RECORDS PROVIDED:

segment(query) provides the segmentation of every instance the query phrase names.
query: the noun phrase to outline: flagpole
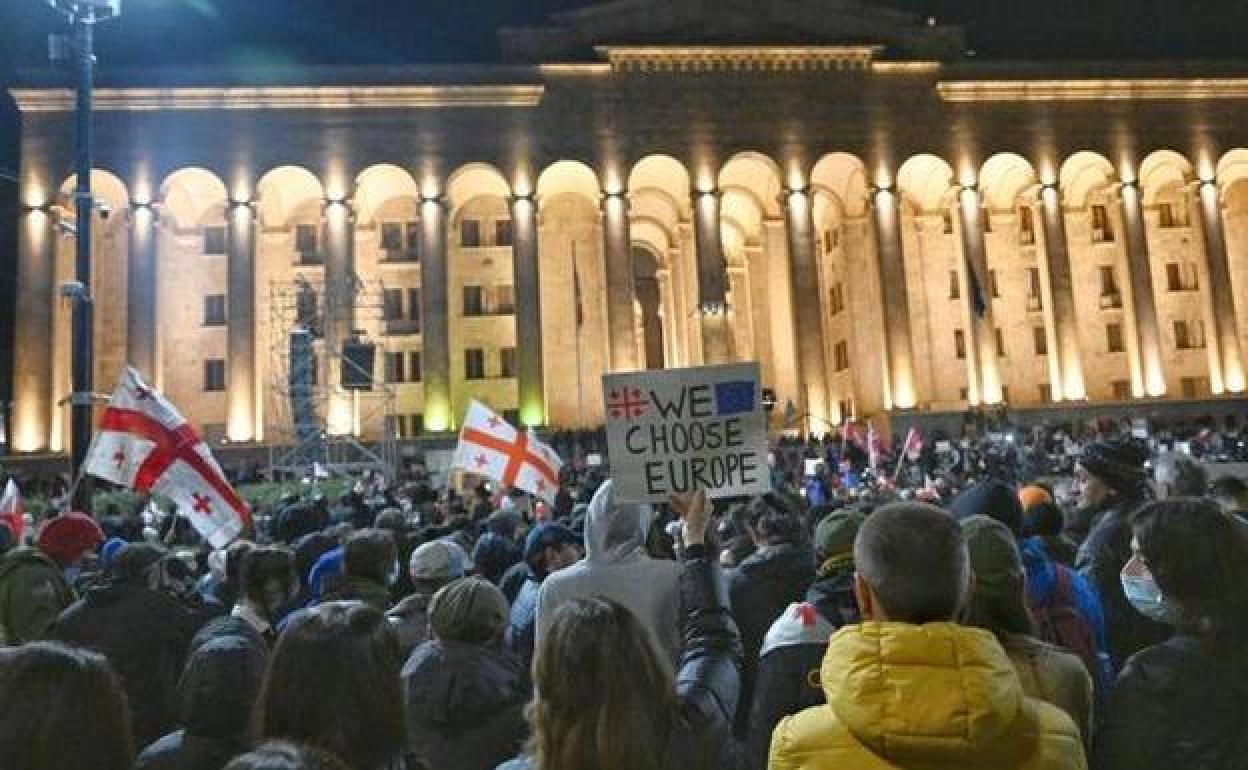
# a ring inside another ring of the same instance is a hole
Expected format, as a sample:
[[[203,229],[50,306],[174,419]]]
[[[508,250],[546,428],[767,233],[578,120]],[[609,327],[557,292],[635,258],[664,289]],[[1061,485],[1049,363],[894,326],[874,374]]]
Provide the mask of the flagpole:
[[[576,294],[576,307],[573,309],[573,320],[576,322],[576,426],[585,426],[585,388],[581,376],[581,276],[576,270],[576,239],[572,239],[572,288]]]

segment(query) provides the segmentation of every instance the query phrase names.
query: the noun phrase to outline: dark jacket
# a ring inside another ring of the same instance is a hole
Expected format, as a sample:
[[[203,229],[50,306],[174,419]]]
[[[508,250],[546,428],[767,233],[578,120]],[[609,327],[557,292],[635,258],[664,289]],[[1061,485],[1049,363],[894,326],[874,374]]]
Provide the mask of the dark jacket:
[[[430,594],[412,594],[386,613],[386,621],[399,639],[399,651],[403,659],[429,639]]]
[[[47,636],[74,593],[56,562],[37,548],[14,548],[0,558],[0,647]]]
[[[1177,635],[1128,661],[1093,741],[1093,770],[1248,768],[1248,658]]]
[[[706,764],[731,770],[737,767],[732,719],[740,694],[741,636],[729,611],[719,565],[708,558],[705,546],[687,549],[680,573],[681,638],[676,696],[680,712],[670,729],[656,740],[664,742],[662,768],[684,770]],[[718,757],[708,757],[716,747]],[[500,770],[532,770],[530,758],[500,766]]]
[[[114,580],[72,604],[51,637],[101,653],[121,677],[134,739],[143,746],[177,722],[177,683],[198,616],[146,585]]]
[[[376,580],[348,575],[321,597],[324,602],[359,601],[378,612],[390,609],[390,589]]]
[[[542,590],[540,581],[529,578],[511,603],[511,620],[507,626],[507,648],[522,661],[533,660],[537,638],[537,595]]]
[[[1169,626],[1136,612],[1122,592],[1122,568],[1131,558],[1128,516],[1135,505],[1123,503],[1101,516],[1079,547],[1075,560],[1075,568],[1100,595],[1109,656],[1115,670],[1121,669],[1136,652],[1170,635]]]
[[[760,548],[729,575],[732,612],[741,629],[745,654],[741,668],[743,705],[733,727],[738,738],[744,739],[749,730],[750,704],[763,637],[786,607],[802,600],[814,579],[814,553],[808,547],[787,543]]]
[[[497,646],[425,642],[403,666],[403,686],[411,750],[428,767],[492,770],[528,737],[528,674]]]

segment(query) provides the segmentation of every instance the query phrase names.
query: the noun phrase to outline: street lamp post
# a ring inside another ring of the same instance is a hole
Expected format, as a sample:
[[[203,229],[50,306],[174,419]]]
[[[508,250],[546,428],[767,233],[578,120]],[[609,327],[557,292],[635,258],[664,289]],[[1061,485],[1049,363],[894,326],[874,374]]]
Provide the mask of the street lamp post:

PROBLEM STATEMENT: Leave out the pictures and transcribe the entries above exactly.

EXERCISE ANSWER:
segment(query) provides the segmentation of every instance the query phrase names.
query: the noun phrase to outline: flagpole
# a ring inside another ring of the same instance is a hole
Expected format, as a sample:
[[[203,229],[50,306],[174,419]]]
[[[508,250],[546,428],[767,233],[578,120]],[[609,327],[557,292],[635,258],[664,289]],[[1061,485],[1049,363],[894,326],[874,374]]]
Provide the mask of the flagpole:
[[[576,294],[576,307],[573,309],[573,320],[576,322],[576,426],[585,426],[585,388],[581,376],[581,276],[576,270],[576,239],[572,239],[572,288]]]

segment(query) provides the segmentation of every instance the query phrase names.
query: the noun phrase to outline: dark jacket
# a ring inside another ring of the same instance is a hole
Expected format, as a sample:
[[[203,229],[50,306],[174,419]]]
[[[508,250],[546,428],[767,233],[578,120]],[[609,327],[557,292],[635,258],[664,289]],[[1061,485],[1049,363],[894,326],[874,374]]]
Provide the mask of the dark jacket:
[[[430,594],[412,594],[386,613],[386,621],[399,639],[399,651],[403,659],[429,639]]]
[[[47,636],[74,593],[56,562],[37,548],[14,548],[0,558],[0,647]]]
[[[1177,635],[1128,661],[1093,741],[1093,770],[1248,768],[1248,658]]]
[[[706,764],[731,770],[737,767],[732,719],[740,694],[741,636],[729,611],[719,565],[708,558],[705,546],[687,549],[680,573],[681,638],[676,696],[680,712],[670,729],[656,740],[664,742],[662,768],[684,770]],[[718,757],[708,757],[716,747]],[[500,770],[532,770],[530,758],[500,766]]]
[[[114,580],[72,604],[51,637],[101,653],[121,677],[134,739],[143,746],[177,722],[177,683],[198,616],[146,585]]]
[[[376,580],[348,575],[321,597],[324,602],[359,601],[378,612],[390,609],[390,589]]]
[[[542,590],[540,581],[529,578],[511,603],[511,620],[507,626],[507,648],[522,661],[533,660],[537,638],[537,595]]]
[[[1169,626],[1136,612],[1122,592],[1122,568],[1131,558],[1128,516],[1135,505],[1123,503],[1101,516],[1079,547],[1075,560],[1075,568],[1100,595],[1109,656],[1115,670],[1121,669],[1136,652],[1170,635]]]
[[[760,548],[729,575],[732,612],[741,629],[745,654],[741,668],[743,705],[733,727],[738,738],[744,739],[749,730],[750,704],[763,637],[786,607],[802,600],[814,579],[814,553],[808,547],[787,543]]]
[[[497,646],[425,642],[403,666],[403,686],[411,750],[428,767],[492,770],[528,737],[528,674]]]

segment(query) provides the segmentation of every instance the query phrase names.
query: the noun phrase to outline: street lamp post
# a ring inside another ring of the same instance is a hole
Expected format, as a sample:
[[[203,229],[50,306],[174,419]]]
[[[508,250],[546,428],[767,233],[578,120]],[[609,327],[557,292],[635,258],[664,289]],[[1061,485],[1049,363],[894,326],[874,374]]]
Provide the mask of the street lamp post:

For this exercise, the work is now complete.